▶ Task goal: Extract every entry word for word.

▶ Records for processing:
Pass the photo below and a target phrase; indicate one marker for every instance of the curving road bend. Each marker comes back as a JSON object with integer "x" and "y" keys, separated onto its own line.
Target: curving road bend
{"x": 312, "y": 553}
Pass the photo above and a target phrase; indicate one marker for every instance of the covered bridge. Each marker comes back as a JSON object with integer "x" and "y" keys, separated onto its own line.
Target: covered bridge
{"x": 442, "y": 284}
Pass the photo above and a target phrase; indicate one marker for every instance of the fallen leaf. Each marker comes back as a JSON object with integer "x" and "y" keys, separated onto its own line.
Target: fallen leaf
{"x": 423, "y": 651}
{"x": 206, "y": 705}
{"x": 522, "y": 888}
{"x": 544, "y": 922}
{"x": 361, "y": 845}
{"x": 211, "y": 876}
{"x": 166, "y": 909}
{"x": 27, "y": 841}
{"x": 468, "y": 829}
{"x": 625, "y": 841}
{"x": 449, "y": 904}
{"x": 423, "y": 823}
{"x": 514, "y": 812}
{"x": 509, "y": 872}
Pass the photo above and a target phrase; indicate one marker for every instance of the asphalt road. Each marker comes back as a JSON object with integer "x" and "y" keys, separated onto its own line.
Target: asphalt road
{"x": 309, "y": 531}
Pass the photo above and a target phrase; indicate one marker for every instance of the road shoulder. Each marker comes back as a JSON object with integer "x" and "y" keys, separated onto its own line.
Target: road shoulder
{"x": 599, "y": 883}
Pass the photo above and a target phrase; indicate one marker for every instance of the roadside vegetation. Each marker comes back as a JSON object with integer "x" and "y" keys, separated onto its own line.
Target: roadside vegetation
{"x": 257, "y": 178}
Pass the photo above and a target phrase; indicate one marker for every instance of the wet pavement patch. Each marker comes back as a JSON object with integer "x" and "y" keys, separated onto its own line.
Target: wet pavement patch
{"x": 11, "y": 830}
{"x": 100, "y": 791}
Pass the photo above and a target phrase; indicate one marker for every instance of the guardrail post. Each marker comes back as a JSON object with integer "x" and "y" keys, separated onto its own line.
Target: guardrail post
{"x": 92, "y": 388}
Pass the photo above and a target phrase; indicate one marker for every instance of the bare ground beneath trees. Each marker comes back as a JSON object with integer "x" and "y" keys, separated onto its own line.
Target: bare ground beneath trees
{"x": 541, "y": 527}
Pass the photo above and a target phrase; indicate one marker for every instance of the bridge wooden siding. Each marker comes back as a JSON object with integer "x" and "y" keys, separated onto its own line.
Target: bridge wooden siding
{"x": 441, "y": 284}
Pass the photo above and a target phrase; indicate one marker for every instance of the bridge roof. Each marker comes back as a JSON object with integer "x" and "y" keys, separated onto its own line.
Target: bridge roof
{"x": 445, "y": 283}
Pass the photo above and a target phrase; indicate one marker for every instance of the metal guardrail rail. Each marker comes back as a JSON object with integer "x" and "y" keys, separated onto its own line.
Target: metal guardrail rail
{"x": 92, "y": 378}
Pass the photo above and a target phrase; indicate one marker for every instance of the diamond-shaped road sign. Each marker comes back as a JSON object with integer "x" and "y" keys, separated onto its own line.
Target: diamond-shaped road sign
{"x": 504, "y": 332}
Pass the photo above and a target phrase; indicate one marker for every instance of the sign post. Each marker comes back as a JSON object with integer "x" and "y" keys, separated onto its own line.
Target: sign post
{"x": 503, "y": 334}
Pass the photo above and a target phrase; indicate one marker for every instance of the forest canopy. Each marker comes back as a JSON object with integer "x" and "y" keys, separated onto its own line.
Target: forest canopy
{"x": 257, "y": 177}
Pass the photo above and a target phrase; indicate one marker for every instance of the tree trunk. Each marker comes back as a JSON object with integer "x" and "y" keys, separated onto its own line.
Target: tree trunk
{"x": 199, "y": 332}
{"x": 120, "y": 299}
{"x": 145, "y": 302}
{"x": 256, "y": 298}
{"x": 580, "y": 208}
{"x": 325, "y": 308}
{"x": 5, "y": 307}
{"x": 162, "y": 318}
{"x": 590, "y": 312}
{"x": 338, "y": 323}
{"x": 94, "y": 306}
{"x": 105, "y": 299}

▶ Exercise solution:
Pass the photo below and a target phrase; indicate one marker for every instance of the curving road bend. Each marker comes back as a JSON object with integer "x" and "y" keys, separated onto its own line.
Target: curving road bend
{"x": 312, "y": 553}
Pass the photo above and a target phrase; indicate one marker for every instance of the covered bridge. Each marker comes back as a JSON object with integer "x" and "y" keys, separated onto its own line.
Target: covered bridge
{"x": 442, "y": 284}
Pass the photo above and a target phrase; indicate one marker for every instance of the fallen leaf. Each marker comes back as a JSON object with integer "x" and "y" keys, separated onto its own line.
Target: fallen leaf
{"x": 423, "y": 651}
{"x": 206, "y": 705}
{"x": 522, "y": 888}
{"x": 544, "y": 922}
{"x": 361, "y": 845}
{"x": 211, "y": 876}
{"x": 166, "y": 909}
{"x": 27, "y": 841}
{"x": 468, "y": 829}
{"x": 625, "y": 841}
{"x": 449, "y": 904}
{"x": 423, "y": 823}
{"x": 514, "y": 812}
{"x": 509, "y": 872}
Pass the photo above and a target phrase; indicate one marker for every instance of the asphalt road. Each marker comes back as a JSON object with integer "x" and "y" keys, separated onto its own line.
Target: asphalt road
{"x": 309, "y": 531}
Pass the photo above and a target phrase; indicate one marker for every instance of the road shoulder. Each marker comes back as a JSON object with integer "x" and "y" keys, separated onto its own line.
Target: road shoulder
{"x": 599, "y": 883}
Pass the photo above and a target phrase; indicate one marker for every instance of the roadside vegetation. Each marker comes back as a JSON object with integer "x" and "y" keys, separated onto its own line.
Target: roadside vegetation
{"x": 257, "y": 178}
Pass the photo above and a target phrase; indicate one marker for every instance of the wet pavement patch. Each marker comes back as a JSON object with integer "x" and "y" keys, separated onto its own line.
Target: wet pavement patch
{"x": 11, "y": 830}
{"x": 100, "y": 791}
Pass the photo above and a target phrase; indicate one marker for every instance of the guardrail post. Each marker comes back as a JSON object with integer "x" and "y" keys, separated onto its own line.
Target: guardrail post
{"x": 92, "y": 388}
Pass the photo above and a target phrase; indicate one marker for every instance of the bare ground beneath trees. Each marker comes back as a JSON object with integer "x" and "y" keys, separated onto its own line.
Target: bare ground beneath trees
{"x": 541, "y": 527}
Pass the photo above and a target phrase; indicate one marker for every instance of the bridge wooden siding. Each marker comes back as a JSON object with integer "x" and "y" keys, separated onto its own line.
Target: bridge wooden siding
{"x": 441, "y": 284}
Pass the photo above and a target phrase; indicate one marker for every instance of the bridge roof. Each marker comes back as a JSON object with integer "x" and "y" keys, separated onto its own line.
Target: bridge roof
{"x": 445, "y": 283}
Pass the photo above and a target phrase; indicate one marker for every instance of the metal guardrail rail. Each marker comes back as a JSON object with integer "x" and "y" keys, separated onto its own line.
Target: metal guardrail rail
{"x": 92, "y": 378}
Pass the photo above and a target phrase; indicate one marker for every instance of the diamond-shaped road sign. Each marker comes back as a JSON object with integer "x" and "y" keys, separated onto its own line.
Target: diamond-shaped road sign
{"x": 504, "y": 332}
Pass the photo above and a target phrase; indicate one marker for every instance of the sign post. Each marker comes back as a JSON object with integer "x" and "y" keys, separated onto its own line.
Target: sign post
{"x": 503, "y": 334}
Pass the photo above and a target phrase; indicate one marker for every instance of the forest canopy. Each marker comes back as a JSON object with integer "x" and "y" keys, separated onto its own line.
Target: forest canopy
{"x": 257, "y": 177}
Pass the photo above and a target phrase; indicate one marker for every instance of the tree trunk. Each marker comes back as a JSON object with integer "x" and "y" keys, separated onto its own line.
Target: tree trunk
{"x": 199, "y": 332}
{"x": 120, "y": 299}
{"x": 145, "y": 302}
{"x": 256, "y": 298}
{"x": 580, "y": 208}
{"x": 325, "y": 308}
{"x": 5, "y": 307}
{"x": 162, "y": 318}
{"x": 590, "y": 312}
{"x": 338, "y": 323}
{"x": 94, "y": 306}
{"x": 105, "y": 299}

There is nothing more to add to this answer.